▸ **EXERCISE DETAILS**
Collect all lines containing the word "below" from the data.

*** GIVEN RECORDS ***

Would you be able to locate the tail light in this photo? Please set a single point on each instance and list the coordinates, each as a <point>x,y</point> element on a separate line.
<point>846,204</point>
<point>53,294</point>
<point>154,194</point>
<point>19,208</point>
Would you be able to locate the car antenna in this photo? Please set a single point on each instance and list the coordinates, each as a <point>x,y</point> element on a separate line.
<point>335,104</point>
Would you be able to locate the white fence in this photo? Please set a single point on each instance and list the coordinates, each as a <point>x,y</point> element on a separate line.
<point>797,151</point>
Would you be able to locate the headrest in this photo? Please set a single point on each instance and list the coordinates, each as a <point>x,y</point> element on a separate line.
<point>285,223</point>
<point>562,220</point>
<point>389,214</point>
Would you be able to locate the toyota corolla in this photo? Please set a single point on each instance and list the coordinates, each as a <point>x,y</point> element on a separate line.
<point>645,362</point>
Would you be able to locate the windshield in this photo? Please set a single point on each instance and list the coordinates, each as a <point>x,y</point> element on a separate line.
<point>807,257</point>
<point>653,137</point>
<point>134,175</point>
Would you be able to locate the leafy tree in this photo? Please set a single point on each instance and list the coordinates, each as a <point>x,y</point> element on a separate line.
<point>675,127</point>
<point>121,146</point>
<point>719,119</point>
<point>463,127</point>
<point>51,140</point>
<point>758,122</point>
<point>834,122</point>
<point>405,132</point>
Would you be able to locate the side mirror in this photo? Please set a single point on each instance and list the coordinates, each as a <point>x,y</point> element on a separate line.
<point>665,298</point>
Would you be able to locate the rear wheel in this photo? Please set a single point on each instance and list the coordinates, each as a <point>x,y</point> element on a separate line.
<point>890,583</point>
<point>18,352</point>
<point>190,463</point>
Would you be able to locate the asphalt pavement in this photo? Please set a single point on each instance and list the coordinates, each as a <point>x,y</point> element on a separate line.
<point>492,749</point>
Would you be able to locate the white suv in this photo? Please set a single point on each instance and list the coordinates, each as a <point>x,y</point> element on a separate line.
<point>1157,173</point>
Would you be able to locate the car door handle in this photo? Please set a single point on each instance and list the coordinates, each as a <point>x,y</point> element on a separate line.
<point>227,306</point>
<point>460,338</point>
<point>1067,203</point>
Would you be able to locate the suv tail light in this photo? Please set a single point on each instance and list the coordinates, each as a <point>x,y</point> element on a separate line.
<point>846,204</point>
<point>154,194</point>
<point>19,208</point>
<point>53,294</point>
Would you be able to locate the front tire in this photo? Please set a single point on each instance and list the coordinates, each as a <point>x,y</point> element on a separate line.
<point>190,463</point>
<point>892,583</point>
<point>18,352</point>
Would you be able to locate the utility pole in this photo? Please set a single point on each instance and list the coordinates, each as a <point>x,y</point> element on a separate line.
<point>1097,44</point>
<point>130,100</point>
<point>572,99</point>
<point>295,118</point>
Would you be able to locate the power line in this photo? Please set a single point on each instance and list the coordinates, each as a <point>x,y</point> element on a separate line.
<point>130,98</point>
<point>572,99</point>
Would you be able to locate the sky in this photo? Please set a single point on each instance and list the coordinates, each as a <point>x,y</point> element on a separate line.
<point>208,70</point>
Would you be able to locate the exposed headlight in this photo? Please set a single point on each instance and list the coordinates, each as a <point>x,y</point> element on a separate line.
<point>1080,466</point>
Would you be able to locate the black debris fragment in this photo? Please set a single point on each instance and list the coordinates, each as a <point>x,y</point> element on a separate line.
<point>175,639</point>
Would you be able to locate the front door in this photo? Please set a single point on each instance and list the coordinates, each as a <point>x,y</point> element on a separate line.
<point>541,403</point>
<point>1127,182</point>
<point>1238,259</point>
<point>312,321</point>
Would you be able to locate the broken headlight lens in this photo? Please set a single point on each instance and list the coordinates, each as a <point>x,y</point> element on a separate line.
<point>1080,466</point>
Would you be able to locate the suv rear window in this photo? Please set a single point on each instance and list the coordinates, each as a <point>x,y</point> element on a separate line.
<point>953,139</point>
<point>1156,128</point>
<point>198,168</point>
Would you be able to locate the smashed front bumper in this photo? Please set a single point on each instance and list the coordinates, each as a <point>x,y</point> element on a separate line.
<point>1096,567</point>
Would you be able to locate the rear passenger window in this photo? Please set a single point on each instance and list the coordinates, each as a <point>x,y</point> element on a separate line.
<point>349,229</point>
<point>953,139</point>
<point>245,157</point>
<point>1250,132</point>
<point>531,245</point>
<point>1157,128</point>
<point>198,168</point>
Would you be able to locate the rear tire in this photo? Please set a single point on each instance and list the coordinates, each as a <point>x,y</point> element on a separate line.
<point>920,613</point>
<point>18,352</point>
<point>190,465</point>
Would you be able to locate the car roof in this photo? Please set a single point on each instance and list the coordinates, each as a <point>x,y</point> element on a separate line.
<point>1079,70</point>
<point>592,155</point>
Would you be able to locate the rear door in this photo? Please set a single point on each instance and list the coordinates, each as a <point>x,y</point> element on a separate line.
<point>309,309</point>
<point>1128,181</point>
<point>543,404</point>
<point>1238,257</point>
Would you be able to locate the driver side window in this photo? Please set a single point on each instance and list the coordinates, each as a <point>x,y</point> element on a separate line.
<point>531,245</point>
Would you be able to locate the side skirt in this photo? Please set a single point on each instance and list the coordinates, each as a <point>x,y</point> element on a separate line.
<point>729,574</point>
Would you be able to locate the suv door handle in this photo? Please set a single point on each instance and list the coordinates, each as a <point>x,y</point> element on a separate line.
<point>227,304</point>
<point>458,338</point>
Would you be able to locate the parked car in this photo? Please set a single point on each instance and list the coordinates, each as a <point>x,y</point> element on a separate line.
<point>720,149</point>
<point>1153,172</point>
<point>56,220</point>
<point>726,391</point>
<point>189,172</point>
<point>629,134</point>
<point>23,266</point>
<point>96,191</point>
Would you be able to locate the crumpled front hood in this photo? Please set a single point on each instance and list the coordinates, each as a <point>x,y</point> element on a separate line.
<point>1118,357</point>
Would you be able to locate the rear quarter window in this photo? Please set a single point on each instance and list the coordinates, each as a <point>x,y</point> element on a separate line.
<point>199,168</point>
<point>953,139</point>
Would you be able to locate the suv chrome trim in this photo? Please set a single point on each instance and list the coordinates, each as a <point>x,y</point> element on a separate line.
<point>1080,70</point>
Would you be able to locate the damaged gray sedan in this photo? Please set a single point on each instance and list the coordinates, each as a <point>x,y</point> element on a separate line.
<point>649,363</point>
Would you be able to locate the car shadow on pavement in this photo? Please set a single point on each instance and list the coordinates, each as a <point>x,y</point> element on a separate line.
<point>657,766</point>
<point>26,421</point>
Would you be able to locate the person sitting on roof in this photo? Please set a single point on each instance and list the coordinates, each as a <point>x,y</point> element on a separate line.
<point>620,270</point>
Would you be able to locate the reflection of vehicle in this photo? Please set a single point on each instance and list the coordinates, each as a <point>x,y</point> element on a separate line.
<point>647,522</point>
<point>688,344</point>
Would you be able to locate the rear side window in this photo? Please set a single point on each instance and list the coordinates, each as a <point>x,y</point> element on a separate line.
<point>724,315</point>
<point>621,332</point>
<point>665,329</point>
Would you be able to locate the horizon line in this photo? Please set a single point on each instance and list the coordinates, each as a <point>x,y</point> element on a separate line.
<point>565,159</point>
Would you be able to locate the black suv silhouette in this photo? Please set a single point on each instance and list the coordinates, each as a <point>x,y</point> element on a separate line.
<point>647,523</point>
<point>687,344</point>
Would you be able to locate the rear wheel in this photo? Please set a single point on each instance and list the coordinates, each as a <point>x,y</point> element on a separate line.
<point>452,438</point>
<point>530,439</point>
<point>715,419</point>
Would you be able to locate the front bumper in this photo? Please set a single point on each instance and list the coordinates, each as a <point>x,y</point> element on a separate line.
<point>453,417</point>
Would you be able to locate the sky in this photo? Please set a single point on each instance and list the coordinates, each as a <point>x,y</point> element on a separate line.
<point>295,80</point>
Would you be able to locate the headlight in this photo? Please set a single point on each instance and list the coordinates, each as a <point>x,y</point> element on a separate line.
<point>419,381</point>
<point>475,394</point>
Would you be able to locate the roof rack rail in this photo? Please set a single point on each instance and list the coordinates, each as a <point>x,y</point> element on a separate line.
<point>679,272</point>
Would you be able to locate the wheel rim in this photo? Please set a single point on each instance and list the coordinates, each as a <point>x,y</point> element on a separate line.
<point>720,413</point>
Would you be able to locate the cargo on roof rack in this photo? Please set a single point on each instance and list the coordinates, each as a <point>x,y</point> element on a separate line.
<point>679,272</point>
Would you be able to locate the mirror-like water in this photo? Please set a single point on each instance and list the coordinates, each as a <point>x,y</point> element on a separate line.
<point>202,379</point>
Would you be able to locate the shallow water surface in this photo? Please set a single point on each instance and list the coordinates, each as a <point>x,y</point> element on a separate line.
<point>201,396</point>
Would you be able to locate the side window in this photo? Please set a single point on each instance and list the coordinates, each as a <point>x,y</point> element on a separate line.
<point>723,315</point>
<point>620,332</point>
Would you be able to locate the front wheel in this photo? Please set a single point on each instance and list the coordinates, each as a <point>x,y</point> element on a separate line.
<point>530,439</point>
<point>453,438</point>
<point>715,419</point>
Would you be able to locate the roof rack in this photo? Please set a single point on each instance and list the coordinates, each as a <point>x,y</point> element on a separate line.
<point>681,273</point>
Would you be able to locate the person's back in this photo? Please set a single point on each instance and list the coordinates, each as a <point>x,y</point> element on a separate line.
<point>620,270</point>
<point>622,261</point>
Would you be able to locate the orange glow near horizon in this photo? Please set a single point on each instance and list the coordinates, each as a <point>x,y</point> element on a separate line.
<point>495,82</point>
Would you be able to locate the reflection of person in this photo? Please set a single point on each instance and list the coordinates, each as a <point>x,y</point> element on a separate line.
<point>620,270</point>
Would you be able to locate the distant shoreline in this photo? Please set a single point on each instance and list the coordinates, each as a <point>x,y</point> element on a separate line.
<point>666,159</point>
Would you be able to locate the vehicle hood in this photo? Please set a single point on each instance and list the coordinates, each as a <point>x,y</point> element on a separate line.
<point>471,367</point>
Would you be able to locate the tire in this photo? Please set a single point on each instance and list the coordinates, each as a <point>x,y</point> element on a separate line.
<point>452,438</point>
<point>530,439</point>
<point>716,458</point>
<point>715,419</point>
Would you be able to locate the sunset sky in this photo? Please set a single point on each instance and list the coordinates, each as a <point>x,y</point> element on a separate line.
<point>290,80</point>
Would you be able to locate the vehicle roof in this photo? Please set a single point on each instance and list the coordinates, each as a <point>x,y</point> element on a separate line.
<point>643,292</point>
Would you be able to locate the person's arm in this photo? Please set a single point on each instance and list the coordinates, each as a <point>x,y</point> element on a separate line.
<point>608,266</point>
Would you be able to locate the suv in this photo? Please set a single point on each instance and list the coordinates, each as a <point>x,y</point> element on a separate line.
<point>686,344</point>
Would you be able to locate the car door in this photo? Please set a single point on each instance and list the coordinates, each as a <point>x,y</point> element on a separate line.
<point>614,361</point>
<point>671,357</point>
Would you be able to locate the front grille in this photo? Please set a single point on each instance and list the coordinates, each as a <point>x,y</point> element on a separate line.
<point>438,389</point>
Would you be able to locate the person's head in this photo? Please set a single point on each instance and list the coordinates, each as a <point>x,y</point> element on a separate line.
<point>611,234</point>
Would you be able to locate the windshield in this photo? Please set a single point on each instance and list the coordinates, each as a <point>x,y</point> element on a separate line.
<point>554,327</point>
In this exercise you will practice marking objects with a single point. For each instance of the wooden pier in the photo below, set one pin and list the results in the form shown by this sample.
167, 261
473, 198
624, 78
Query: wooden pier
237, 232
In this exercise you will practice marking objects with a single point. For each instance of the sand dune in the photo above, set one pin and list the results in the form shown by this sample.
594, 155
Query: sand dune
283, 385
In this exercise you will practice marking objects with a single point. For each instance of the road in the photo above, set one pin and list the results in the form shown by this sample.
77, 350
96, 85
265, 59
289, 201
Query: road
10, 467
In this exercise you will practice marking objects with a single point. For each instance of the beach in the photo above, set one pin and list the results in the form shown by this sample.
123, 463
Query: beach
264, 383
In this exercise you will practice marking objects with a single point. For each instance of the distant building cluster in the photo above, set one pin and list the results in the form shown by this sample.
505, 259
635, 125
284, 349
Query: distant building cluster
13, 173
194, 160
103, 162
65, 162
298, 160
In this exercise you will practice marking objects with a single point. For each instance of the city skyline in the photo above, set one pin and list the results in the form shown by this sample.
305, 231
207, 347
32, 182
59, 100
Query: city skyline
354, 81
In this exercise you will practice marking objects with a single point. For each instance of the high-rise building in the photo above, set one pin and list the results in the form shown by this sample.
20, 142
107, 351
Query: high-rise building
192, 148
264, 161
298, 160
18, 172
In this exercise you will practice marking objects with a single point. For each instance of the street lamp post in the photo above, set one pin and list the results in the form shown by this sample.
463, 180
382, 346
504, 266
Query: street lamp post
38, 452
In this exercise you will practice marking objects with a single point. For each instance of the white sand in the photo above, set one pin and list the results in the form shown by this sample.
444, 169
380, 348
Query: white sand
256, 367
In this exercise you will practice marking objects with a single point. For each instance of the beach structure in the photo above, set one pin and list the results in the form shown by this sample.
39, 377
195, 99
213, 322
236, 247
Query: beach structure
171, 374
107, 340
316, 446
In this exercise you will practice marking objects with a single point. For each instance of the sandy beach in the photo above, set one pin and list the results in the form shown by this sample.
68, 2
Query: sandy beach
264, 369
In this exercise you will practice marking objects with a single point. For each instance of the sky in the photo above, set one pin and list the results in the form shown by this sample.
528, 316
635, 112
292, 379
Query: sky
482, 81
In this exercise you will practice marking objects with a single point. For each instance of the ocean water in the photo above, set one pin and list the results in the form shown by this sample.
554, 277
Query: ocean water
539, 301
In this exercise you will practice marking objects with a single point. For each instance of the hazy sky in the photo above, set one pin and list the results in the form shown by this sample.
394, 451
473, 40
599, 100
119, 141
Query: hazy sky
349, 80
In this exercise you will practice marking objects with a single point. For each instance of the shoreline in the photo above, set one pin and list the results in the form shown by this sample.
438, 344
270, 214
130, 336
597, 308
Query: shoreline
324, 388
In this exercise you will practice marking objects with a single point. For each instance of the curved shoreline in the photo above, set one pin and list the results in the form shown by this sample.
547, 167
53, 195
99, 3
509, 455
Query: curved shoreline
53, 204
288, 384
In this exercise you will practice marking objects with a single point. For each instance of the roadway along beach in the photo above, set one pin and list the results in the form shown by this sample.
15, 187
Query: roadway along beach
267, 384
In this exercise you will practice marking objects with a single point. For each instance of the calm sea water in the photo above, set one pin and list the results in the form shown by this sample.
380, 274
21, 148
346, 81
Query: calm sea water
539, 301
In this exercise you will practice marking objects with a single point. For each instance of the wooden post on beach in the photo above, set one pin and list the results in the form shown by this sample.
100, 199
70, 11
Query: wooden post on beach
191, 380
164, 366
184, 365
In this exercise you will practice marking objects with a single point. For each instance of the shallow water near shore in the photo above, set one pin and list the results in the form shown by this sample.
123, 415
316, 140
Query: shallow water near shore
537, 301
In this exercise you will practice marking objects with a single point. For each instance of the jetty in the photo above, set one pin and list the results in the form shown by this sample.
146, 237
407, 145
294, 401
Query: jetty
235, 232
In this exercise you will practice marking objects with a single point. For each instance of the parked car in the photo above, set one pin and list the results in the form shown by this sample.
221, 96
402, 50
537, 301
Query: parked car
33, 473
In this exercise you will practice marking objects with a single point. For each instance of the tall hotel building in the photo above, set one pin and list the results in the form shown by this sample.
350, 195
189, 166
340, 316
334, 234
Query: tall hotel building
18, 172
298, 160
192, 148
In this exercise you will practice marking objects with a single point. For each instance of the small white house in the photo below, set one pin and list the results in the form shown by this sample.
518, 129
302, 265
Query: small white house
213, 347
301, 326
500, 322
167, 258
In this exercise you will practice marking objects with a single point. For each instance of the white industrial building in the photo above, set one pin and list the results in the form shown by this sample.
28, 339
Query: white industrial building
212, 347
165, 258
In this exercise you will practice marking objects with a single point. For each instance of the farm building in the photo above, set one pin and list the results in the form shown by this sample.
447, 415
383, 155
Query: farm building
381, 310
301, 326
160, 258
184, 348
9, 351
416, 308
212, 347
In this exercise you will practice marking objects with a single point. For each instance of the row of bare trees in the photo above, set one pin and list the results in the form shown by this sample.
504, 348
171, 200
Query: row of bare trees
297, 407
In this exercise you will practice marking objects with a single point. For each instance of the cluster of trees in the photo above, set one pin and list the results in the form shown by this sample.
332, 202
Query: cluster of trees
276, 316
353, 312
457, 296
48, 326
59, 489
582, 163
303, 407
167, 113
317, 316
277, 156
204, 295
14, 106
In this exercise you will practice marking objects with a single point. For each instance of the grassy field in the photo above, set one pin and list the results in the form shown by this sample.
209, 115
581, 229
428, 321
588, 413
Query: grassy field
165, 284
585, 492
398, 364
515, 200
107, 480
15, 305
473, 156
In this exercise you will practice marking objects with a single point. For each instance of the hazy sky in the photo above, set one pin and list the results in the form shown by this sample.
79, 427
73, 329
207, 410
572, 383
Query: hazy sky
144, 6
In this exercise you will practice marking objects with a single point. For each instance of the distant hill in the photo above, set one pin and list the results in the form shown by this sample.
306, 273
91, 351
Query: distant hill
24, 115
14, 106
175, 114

***

▸ **ANSWER TO THIS PROBLEM**
In this exercise you will practice marking objects with a single point. For each instance of the wooden pier in the photo below, set one pin and list the results in the form shown by this sample.
In this exercise you will practice marking objects with a single point. For each instance of the small white house in the photo below, set one pin and list the results in the form shown by this sample.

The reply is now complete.